▸ **SHORT EXERCISE**: Rewrite the items from the beginning through the line containing "top-left (0, 7), bottom-right (35, 37)", inclusive, changing "terraced house" to "row house" and leaving everything else the same. Leave the pictures out of your answer.
================
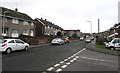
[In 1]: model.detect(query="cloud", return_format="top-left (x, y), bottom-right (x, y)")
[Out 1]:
top-left (0, 0), bottom-right (119, 32)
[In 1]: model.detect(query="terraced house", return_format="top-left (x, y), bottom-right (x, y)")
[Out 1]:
top-left (35, 18), bottom-right (64, 37)
top-left (0, 7), bottom-right (35, 37)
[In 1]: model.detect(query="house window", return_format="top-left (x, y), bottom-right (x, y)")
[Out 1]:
top-left (12, 29), bottom-right (18, 34)
top-left (12, 29), bottom-right (19, 37)
top-left (12, 19), bottom-right (19, 24)
top-left (48, 26), bottom-right (50, 28)
top-left (30, 30), bottom-right (34, 36)
top-left (31, 23), bottom-right (34, 26)
top-left (23, 21), bottom-right (29, 25)
top-left (3, 18), bottom-right (7, 22)
top-left (23, 29), bottom-right (29, 35)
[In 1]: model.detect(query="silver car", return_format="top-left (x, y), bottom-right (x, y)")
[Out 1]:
top-left (51, 38), bottom-right (65, 45)
top-left (0, 39), bottom-right (29, 54)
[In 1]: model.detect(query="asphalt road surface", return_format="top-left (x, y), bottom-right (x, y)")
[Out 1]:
top-left (2, 40), bottom-right (118, 73)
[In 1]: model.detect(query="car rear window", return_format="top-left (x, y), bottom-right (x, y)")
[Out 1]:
top-left (0, 40), bottom-right (7, 43)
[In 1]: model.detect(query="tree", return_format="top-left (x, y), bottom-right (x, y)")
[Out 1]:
top-left (57, 32), bottom-right (62, 36)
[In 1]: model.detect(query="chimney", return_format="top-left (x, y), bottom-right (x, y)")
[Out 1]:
top-left (41, 17), bottom-right (43, 20)
top-left (15, 8), bottom-right (18, 12)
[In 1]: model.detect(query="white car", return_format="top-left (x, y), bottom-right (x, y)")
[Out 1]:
top-left (51, 38), bottom-right (65, 45)
top-left (80, 37), bottom-right (84, 41)
top-left (0, 39), bottom-right (29, 54)
top-left (85, 38), bottom-right (91, 43)
top-left (105, 38), bottom-right (120, 50)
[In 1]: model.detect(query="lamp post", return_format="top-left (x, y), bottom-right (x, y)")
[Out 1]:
top-left (2, 11), bottom-right (9, 39)
top-left (87, 21), bottom-right (92, 34)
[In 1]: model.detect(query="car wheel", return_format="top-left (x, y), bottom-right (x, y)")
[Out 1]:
top-left (24, 46), bottom-right (28, 51)
top-left (6, 48), bottom-right (11, 54)
top-left (110, 46), bottom-right (115, 50)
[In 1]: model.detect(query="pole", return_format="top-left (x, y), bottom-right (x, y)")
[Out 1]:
top-left (2, 11), bottom-right (9, 39)
top-left (98, 19), bottom-right (100, 33)
top-left (87, 21), bottom-right (92, 34)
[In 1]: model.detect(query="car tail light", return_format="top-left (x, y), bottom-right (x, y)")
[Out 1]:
top-left (2, 44), bottom-right (7, 47)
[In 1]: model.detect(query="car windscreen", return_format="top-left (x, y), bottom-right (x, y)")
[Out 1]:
top-left (0, 39), bottom-right (7, 43)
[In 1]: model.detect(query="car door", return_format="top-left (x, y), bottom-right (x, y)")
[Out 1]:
top-left (15, 39), bottom-right (25, 50)
top-left (115, 39), bottom-right (120, 48)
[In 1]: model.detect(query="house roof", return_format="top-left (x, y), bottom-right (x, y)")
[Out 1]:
top-left (64, 30), bottom-right (80, 32)
top-left (0, 7), bottom-right (33, 21)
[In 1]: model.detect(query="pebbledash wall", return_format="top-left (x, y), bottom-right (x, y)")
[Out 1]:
top-left (118, 1), bottom-right (120, 23)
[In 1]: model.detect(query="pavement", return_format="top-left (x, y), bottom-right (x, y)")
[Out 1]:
top-left (30, 40), bottom-right (120, 56)
top-left (86, 40), bottom-right (120, 56)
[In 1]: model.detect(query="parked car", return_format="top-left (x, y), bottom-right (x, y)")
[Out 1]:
top-left (51, 38), bottom-right (65, 45)
top-left (0, 39), bottom-right (29, 54)
top-left (80, 37), bottom-right (84, 41)
top-left (105, 38), bottom-right (120, 50)
top-left (85, 38), bottom-right (91, 43)
top-left (62, 38), bottom-right (70, 44)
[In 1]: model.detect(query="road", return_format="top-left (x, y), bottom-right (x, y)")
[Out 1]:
top-left (2, 40), bottom-right (118, 73)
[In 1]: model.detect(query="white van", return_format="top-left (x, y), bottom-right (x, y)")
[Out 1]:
top-left (106, 38), bottom-right (120, 50)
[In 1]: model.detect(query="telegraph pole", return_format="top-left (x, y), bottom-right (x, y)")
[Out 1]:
top-left (98, 19), bottom-right (100, 33)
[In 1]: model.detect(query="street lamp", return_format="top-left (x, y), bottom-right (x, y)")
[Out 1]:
top-left (87, 21), bottom-right (92, 34)
top-left (2, 11), bottom-right (9, 39)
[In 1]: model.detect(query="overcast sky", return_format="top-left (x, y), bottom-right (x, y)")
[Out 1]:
top-left (0, 0), bottom-right (119, 32)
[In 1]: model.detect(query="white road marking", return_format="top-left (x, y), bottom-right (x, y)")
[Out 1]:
top-left (47, 67), bottom-right (54, 71)
top-left (64, 59), bottom-right (68, 61)
top-left (55, 68), bottom-right (62, 72)
top-left (70, 60), bottom-right (74, 63)
top-left (73, 58), bottom-right (77, 61)
top-left (71, 55), bottom-right (74, 58)
top-left (68, 57), bottom-right (71, 59)
top-left (80, 57), bottom-right (105, 61)
top-left (73, 54), bottom-right (76, 56)
top-left (61, 65), bottom-right (67, 68)
top-left (76, 56), bottom-right (79, 58)
top-left (60, 61), bottom-right (64, 64)
top-left (42, 72), bottom-right (47, 73)
top-left (54, 64), bottom-right (60, 67)
top-left (66, 62), bottom-right (70, 65)
top-left (43, 48), bottom-right (86, 73)
top-left (79, 48), bottom-right (86, 53)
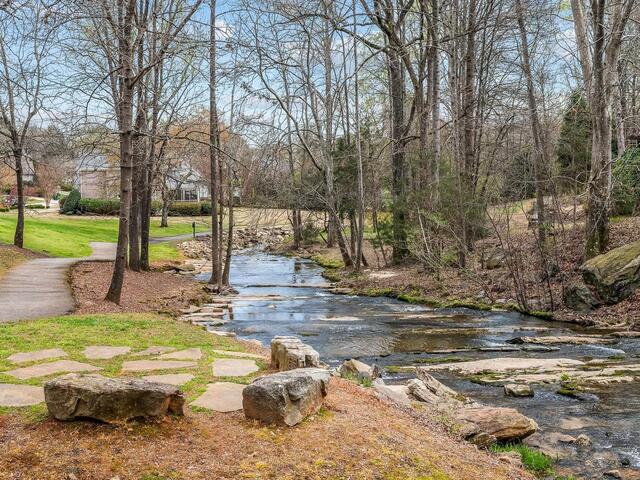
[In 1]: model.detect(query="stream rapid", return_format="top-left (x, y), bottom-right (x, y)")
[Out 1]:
top-left (200, 250), bottom-right (640, 478)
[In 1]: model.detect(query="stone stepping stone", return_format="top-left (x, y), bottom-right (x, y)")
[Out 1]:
top-left (207, 330), bottom-right (236, 338)
top-left (82, 345), bottom-right (131, 360)
top-left (213, 350), bottom-right (266, 360)
top-left (213, 358), bottom-right (260, 377)
top-left (184, 310), bottom-right (224, 320)
top-left (158, 348), bottom-right (202, 360)
top-left (7, 348), bottom-right (68, 363)
top-left (5, 360), bottom-right (102, 380)
top-left (0, 383), bottom-right (44, 407)
top-left (122, 360), bottom-right (197, 372)
top-left (131, 347), bottom-right (175, 357)
top-left (191, 382), bottom-right (246, 413)
top-left (142, 373), bottom-right (195, 386)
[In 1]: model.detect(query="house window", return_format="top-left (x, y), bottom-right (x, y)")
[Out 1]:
top-left (182, 189), bottom-right (198, 202)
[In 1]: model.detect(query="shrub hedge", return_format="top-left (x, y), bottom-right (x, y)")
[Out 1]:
top-left (80, 198), bottom-right (120, 215)
top-left (169, 202), bottom-right (211, 217)
top-left (60, 190), bottom-right (80, 215)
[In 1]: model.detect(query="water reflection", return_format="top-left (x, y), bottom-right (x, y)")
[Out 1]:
top-left (198, 252), bottom-right (640, 478)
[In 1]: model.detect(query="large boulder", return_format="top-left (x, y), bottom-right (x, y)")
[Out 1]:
top-left (271, 336), bottom-right (321, 372)
top-left (580, 241), bottom-right (640, 305)
top-left (338, 358), bottom-right (380, 380)
top-left (44, 373), bottom-right (185, 423)
top-left (416, 367), bottom-right (463, 400)
top-left (504, 383), bottom-right (535, 397)
top-left (242, 368), bottom-right (330, 427)
top-left (453, 407), bottom-right (538, 442)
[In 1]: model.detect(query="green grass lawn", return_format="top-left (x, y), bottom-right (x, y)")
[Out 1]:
top-left (0, 214), bottom-right (208, 261)
top-left (0, 313), bottom-right (264, 416)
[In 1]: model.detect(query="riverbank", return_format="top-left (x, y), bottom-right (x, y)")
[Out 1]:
top-left (205, 250), bottom-right (640, 478)
top-left (282, 217), bottom-right (640, 330)
top-left (0, 314), bottom-right (533, 480)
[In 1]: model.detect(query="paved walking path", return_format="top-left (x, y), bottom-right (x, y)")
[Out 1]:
top-left (0, 242), bottom-right (116, 323)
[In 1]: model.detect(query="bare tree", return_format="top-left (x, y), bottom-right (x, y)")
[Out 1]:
top-left (0, 0), bottom-right (60, 247)
top-left (571, 0), bottom-right (635, 258)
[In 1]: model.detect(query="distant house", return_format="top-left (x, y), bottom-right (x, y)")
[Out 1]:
top-left (76, 155), bottom-right (209, 202)
top-left (166, 164), bottom-right (210, 202)
top-left (76, 155), bottom-right (120, 199)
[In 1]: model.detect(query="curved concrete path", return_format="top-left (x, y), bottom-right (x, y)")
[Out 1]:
top-left (0, 242), bottom-right (116, 323)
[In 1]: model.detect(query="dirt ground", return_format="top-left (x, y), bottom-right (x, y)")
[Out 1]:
top-left (0, 243), bottom-right (43, 277)
top-left (0, 379), bottom-right (533, 480)
top-left (70, 262), bottom-right (207, 314)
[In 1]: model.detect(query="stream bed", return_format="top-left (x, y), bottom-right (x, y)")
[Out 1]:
top-left (200, 251), bottom-right (640, 478)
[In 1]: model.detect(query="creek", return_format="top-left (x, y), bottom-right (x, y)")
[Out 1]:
top-left (200, 250), bottom-right (640, 478)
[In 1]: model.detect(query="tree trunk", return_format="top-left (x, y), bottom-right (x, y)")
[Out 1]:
top-left (516, 0), bottom-right (549, 248)
top-left (129, 146), bottom-right (141, 272)
top-left (106, 108), bottom-right (133, 304)
top-left (13, 148), bottom-right (24, 248)
top-left (209, 0), bottom-right (222, 288)
top-left (222, 175), bottom-right (234, 285)
top-left (388, 48), bottom-right (409, 263)
top-left (106, 2), bottom-right (135, 304)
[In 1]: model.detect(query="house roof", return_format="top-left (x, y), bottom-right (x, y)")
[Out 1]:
top-left (78, 154), bottom-right (114, 172)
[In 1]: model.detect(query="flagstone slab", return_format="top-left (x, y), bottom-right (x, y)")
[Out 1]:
top-left (191, 382), bottom-right (246, 413)
top-left (82, 345), bottom-right (131, 360)
top-left (0, 383), bottom-right (44, 407)
top-left (131, 346), bottom-right (175, 357)
top-left (142, 373), bottom-right (195, 386)
top-left (122, 360), bottom-right (197, 372)
top-left (158, 348), bottom-right (202, 360)
top-left (7, 348), bottom-right (68, 363)
top-left (213, 350), bottom-right (266, 360)
top-left (213, 358), bottom-right (260, 377)
top-left (5, 360), bottom-right (102, 380)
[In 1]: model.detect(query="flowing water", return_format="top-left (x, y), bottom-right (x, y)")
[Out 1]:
top-left (196, 251), bottom-right (640, 478)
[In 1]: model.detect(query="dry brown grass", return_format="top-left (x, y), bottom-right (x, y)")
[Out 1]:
top-left (0, 379), bottom-right (533, 480)
top-left (70, 262), bottom-right (206, 314)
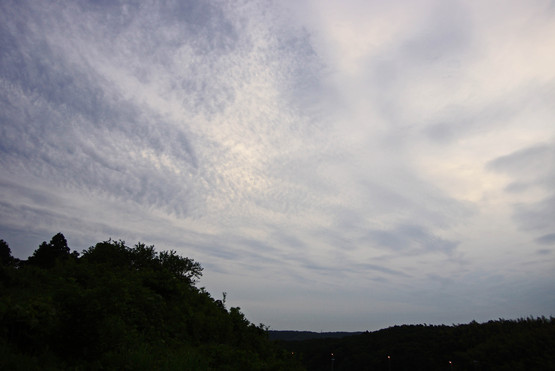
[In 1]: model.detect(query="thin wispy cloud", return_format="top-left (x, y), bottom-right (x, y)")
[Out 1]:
top-left (0, 0), bottom-right (555, 330)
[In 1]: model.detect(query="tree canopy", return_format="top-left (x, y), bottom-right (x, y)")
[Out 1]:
top-left (0, 233), bottom-right (304, 370)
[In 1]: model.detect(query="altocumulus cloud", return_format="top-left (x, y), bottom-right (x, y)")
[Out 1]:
top-left (0, 0), bottom-right (555, 330)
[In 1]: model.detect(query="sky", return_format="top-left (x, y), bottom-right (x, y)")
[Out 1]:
top-left (0, 0), bottom-right (555, 331)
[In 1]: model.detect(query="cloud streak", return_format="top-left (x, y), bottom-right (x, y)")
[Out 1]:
top-left (0, 0), bottom-right (555, 330)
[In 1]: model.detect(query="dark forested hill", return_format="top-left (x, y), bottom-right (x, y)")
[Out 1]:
top-left (279, 317), bottom-right (555, 371)
top-left (268, 330), bottom-right (361, 341)
top-left (0, 234), bottom-right (299, 370)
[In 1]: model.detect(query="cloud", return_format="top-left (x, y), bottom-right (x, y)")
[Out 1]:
top-left (0, 0), bottom-right (555, 330)
top-left (536, 233), bottom-right (555, 245)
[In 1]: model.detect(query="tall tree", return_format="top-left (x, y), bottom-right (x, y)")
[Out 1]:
top-left (27, 233), bottom-right (71, 268)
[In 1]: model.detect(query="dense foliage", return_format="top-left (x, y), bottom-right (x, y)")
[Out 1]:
top-left (280, 317), bottom-right (555, 371)
top-left (0, 233), bottom-right (304, 370)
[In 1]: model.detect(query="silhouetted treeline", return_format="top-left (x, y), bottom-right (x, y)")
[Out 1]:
top-left (0, 233), bottom-right (299, 370)
top-left (268, 330), bottom-right (362, 341)
top-left (279, 317), bottom-right (555, 371)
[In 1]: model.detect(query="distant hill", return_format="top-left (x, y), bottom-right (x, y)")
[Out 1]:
top-left (268, 330), bottom-right (362, 341)
top-left (276, 317), bottom-right (555, 371)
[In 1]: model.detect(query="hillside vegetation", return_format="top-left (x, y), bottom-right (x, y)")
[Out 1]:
top-left (0, 233), bottom-right (299, 370)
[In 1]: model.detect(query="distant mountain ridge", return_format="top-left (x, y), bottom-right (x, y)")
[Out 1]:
top-left (268, 330), bottom-right (362, 341)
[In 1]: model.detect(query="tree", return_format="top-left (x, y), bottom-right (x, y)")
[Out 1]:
top-left (0, 240), bottom-right (17, 266)
top-left (27, 233), bottom-right (71, 268)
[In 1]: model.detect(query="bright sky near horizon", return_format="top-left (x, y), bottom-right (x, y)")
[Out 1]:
top-left (0, 0), bottom-right (555, 331)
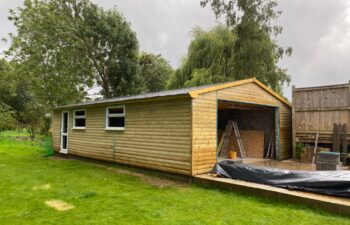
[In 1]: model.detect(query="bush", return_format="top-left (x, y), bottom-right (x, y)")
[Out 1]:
top-left (0, 102), bottom-right (17, 132)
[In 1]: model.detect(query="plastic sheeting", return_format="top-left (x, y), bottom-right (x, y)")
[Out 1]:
top-left (216, 160), bottom-right (350, 198)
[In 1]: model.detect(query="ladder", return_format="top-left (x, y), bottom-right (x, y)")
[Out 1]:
top-left (232, 121), bottom-right (246, 158)
top-left (218, 120), bottom-right (246, 158)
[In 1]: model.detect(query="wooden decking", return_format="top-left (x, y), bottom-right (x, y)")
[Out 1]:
top-left (218, 158), bottom-right (350, 171)
top-left (193, 174), bottom-right (350, 216)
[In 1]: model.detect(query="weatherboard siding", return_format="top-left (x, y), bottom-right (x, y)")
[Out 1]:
top-left (52, 98), bottom-right (192, 175)
top-left (192, 83), bottom-right (292, 175)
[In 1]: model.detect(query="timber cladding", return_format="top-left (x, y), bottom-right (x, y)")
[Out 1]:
top-left (52, 79), bottom-right (291, 175)
top-left (293, 82), bottom-right (350, 149)
top-left (52, 98), bottom-right (191, 175)
top-left (192, 82), bottom-right (292, 175)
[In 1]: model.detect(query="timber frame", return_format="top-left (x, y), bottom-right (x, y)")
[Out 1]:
top-left (52, 78), bottom-right (292, 176)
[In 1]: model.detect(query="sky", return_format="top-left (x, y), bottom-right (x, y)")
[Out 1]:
top-left (0, 0), bottom-right (350, 99)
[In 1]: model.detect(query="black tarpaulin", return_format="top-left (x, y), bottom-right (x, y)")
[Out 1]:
top-left (215, 160), bottom-right (350, 198)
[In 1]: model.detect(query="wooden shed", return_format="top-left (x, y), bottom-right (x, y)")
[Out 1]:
top-left (52, 78), bottom-right (292, 175)
top-left (292, 81), bottom-right (350, 156)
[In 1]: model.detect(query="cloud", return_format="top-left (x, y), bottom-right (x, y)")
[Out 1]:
top-left (277, 0), bottom-right (350, 98)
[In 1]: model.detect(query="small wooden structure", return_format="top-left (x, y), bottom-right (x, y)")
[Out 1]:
top-left (292, 81), bottom-right (350, 156)
top-left (52, 78), bottom-right (292, 175)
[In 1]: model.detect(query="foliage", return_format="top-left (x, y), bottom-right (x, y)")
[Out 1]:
top-left (7, 0), bottom-right (138, 99)
top-left (167, 25), bottom-right (236, 89)
top-left (0, 134), bottom-right (349, 225)
top-left (201, 0), bottom-right (292, 93)
top-left (0, 102), bottom-right (17, 132)
top-left (139, 52), bottom-right (173, 92)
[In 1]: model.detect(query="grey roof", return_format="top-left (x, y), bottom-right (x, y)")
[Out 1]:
top-left (55, 84), bottom-right (219, 109)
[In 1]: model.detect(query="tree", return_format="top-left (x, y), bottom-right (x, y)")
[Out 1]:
top-left (167, 25), bottom-right (236, 89)
top-left (139, 52), bottom-right (173, 92)
top-left (7, 0), bottom-right (139, 100)
top-left (201, 0), bottom-right (292, 92)
top-left (0, 102), bottom-right (17, 132)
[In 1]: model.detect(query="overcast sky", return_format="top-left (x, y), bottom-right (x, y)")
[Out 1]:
top-left (0, 0), bottom-right (350, 97)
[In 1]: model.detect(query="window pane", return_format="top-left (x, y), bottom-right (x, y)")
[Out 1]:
top-left (108, 117), bottom-right (125, 127)
top-left (108, 107), bottom-right (124, 114)
top-left (74, 118), bottom-right (85, 127)
top-left (75, 110), bottom-right (85, 116)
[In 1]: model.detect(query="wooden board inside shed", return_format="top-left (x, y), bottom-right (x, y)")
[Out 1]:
top-left (219, 130), bottom-right (265, 158)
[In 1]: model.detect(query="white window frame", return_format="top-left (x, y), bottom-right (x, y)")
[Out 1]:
top-left (105, 105), bottom-right (125, 130)
top-left (73, 109), bottom-right (86, 130)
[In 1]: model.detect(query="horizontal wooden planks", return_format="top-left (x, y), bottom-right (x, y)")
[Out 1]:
top-left (192, 83), bottom-right (292, 175)
top-left (293, 83), bottom-right (350, 148)
top-left (55, 98), bottom-right (192, 174)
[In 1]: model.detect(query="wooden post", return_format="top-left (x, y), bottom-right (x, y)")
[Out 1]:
top-left (292, 85), bottom-right (296, 158)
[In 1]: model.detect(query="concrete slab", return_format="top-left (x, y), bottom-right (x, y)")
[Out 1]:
top-left (193, 174), bottom-right (350, 216)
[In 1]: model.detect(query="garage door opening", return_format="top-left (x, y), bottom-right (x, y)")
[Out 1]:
top-left (217, 100), bottom-right (279, 159)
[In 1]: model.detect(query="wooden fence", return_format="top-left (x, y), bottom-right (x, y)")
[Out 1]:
top-left (292, 81), bottom-right (350, 156)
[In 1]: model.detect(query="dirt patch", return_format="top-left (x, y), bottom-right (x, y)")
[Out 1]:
top-left (33, 184), bottom-right (51, 191)
top-left (45, 199), bottom-right (74, 211)
top-left (49, 155), bottom-right (73, 160)
top-left (91, 164), bottom-right (187, 188)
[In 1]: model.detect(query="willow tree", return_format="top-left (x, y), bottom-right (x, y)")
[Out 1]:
top-left (167, 25), bottom-right (236, 89)
top-left (201, 0), bottom-right (292, 92)
top-left (139, 52), bottom-right (173, 92)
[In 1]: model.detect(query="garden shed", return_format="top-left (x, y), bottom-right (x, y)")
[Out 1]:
top-left (52, 78), bottom-right (292, 175)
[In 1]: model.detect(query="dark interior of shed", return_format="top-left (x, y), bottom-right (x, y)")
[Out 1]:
top-left (217, 101), bottom-right (276, 158)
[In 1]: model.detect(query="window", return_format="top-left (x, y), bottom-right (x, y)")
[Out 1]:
top-left (73, 109), bottom-right (86, 129)
top-left (106, 106), bottom-right (125, 130)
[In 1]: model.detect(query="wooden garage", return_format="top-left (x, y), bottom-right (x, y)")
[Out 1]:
top-left (52, 78), bottom-right (292, 175)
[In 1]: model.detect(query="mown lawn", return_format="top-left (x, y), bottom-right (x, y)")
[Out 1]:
================
▸ **FINISHED EXERCISE**:
[In 1]: model.detect(query="cloud", return_format="top-left (x, y), bottom-right (x, y)")
[Out 1]:
top-left (0, 0), bottom-right (119, 32)
[In 1]: model.detect(query="row house", return_format="top-left (x, y), bottom-right (x, y)")
[Out 1]:
top-left (35, 18), bottom-right (64, 37)
top-left (0, 7), bottom-right (35, 37)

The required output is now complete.